__Written request 1__
Rewrite the entries below as a JSON list of strings with one string per line and blank lines left out. Cover everything from the line containing "notation: point(559, 11)." down to the line containing "point(258, 186)", both included.

__Document extract__
★ ★ ★ ★ ★ ★ ★
Like PCA, factor analysis aims to re-express a set of variables using new axes, where the number of these axes may be smaller than the number of variables, resulting in a dimension reduction. Also like PCA, factor analysis can draw those axes according to different criteria, either the standard Principal Components criterion of maximizing the variance explained by each successive axis, or a rotation-based criterion such as with the varimax rotation described above. The axes calculated in factor analysis are called 'factors' in order to distinguish them from the components in PCA, but geometrically these terms refer to the same thing: new axes in the variable space.
There are really only two important differences between the two methods, concerning what they assume, and concerning how they are calculated.
PCA just goes ahead and places the new axes, attempting to account for all the variance in the data. Implicitly, this assumes that all the variance in the data is variance that *can be* accounted for by an underlying structure of relationships among the variables. Another way of thinking about this is to say that PCA assumes that the variables have all been measured perfectly and without any random arbitrary error that may be unique to just one variable. If we are just aiming to describe the data we have observed, this assumption is tenable. But if we want to ask about an unobserved set of 'latent' factors that each variable might reflect imperfectly with random added error, then the assumptions of PCA are unrealistic. Factor analysis does not assume that all of the variance in the observed variables can be accounted for by common factors. Instead, it allows for the possibility that each variable reflects the underlying factors somewhat imperfectly, with at least some added random error.
★ ★ ★ ★ ★ ★ ★
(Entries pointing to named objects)

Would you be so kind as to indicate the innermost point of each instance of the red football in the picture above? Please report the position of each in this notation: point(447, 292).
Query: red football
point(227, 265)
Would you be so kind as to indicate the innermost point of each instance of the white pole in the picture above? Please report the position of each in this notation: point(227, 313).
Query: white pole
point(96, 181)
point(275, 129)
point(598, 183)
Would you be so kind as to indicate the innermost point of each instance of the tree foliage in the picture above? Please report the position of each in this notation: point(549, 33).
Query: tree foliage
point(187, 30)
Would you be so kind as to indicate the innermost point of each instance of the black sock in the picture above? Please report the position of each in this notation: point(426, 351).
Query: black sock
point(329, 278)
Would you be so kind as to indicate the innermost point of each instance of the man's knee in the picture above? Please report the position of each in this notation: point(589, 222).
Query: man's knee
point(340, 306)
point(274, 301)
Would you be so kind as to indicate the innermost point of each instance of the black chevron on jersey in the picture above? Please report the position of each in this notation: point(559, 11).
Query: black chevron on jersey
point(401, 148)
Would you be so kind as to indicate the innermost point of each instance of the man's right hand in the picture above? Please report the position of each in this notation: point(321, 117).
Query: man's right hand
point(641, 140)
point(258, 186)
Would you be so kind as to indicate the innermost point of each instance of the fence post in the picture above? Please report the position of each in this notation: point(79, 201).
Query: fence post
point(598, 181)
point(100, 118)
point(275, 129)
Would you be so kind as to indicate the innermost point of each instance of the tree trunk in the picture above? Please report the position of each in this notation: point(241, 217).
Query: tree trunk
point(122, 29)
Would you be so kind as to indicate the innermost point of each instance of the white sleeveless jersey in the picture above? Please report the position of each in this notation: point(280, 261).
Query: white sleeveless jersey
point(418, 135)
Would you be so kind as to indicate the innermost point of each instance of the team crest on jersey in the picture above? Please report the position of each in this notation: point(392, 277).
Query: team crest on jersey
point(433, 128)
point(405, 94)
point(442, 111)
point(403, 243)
★ ★ ★ ★ ★ ★ ★
__Written request 2__
In the passage comparing factor analysis with PCA, what name is given to the axes calculated in factor analysis?

__Solution 1__
[
  "Would you be so kind as to indicate the innermost point of each instance of the black chevron on jersey in the picture above? Please report the position of each in this notation: point(559, 11).",
  "Query: black chevron on jersey",
  "point(401, 148)",
  "Would you be so kind as to indicate the innermost point of each instance of the man's right hand in the picture above? Please report the position of each in this notation: point(321, 117).",
  "Query: man's right hand",
  "point(641, 140)",
  "point(258, 186)"
]

__Solution 2__
They are called "factors."